### Data to process
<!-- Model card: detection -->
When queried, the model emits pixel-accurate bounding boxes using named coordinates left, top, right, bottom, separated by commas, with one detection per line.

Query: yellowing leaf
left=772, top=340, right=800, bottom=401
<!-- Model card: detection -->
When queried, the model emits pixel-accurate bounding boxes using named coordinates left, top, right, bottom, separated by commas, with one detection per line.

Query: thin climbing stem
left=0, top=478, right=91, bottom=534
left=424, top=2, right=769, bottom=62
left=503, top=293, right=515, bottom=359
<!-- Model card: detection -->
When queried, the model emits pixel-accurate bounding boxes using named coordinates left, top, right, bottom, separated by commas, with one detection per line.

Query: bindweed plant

### To do
Every line of the listing is to be returned exactly as given.

### Answer box
<!-- Model card: detection -->
When queried, the model emits pixel-accurate bounding boxes using named coordinates left, top, right, bottom, separated by commas, with one detection per line.

Query: yellowing leaf
left=772, top=340, right=800, bottom=401
<!-- Model card: detection -->
When queried, the model emits pixel-accurate bounding boxes using named coordinates left, top, right, bottom, separated by commas, with one detection per line.

Query: thin climbing stem
left=0, top=478, right=91, bottom=534
left=424, top=2, right=769, bottom=62
left=503, top=293, right=515, bottom=359
<!-- Model card: detection -->
When queried, the model emits pixel-accurate bounding boxes using named coordinates left, top, right, bottom, separated by commas, with one detection per line.

Query: bindweed plant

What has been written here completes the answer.